Image object location entries:
______________________________

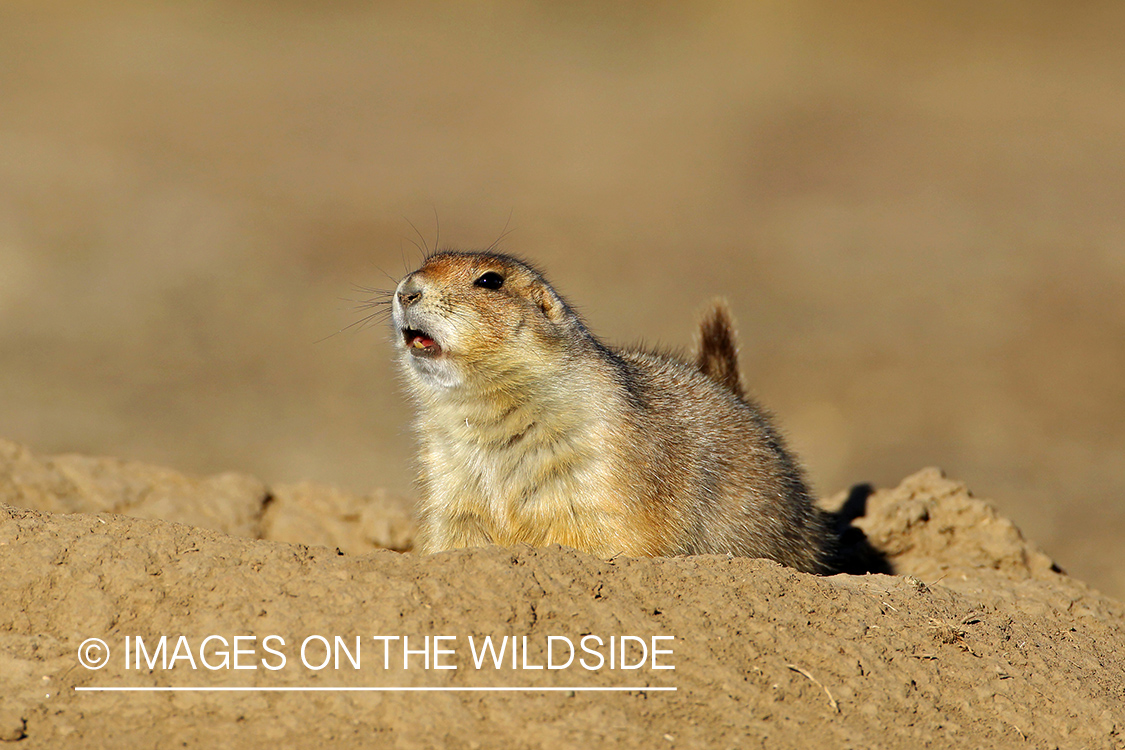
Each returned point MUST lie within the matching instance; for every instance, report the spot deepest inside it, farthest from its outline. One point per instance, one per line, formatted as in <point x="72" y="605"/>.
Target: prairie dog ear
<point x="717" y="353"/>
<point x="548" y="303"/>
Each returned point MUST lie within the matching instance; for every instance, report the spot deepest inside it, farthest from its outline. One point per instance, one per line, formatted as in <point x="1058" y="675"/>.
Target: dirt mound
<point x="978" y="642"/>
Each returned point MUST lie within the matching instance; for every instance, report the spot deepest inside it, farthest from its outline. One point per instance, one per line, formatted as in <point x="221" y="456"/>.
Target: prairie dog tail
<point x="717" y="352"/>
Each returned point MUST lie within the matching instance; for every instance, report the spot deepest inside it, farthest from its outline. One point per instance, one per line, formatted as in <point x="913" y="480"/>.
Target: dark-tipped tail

______________________________

## Problem to solve:
Rewrite all of the lines above as a numbered list, omitting blank lines and leaving out the pictures.

## Solution to this problem:
1. Each returned point MUST lie within the matching instance; for every instance, report the spot deepest inside it, farthest from its outline. One point per instance, one per line, formatted as in <point x="72" y="605"/>.
2. Target: prairie dog ear
3. <point x="717" y="353"/>
4. <point x="548" y="303"/>
5. Each returned point MUST lie within the matching instance; for every instance, report the spot deepest inside it, farthest from its outline. One point per instance, one per line, formatted as in <point x="1058" y="675"/>.
6. Target: dirt mound
7. <point x="978" y="642"/>
8. Each returned point MUST lie within the matching instance; for every instance, report the spot deepest inside it, farthest from its outline. One point per instance, one per line, formatted as in <point x="221" y="456"/>.
9. Target: prairie dog tail
10. <point x="717" y="352"/>
11. Each returned point MUST lie within the matching instance; for every instance, report the spot deepest inside it, farthest from its outline. One point per instance, one per line, formatted as in <point x="913" y="480"/>.
12. Target: dark-tipped tail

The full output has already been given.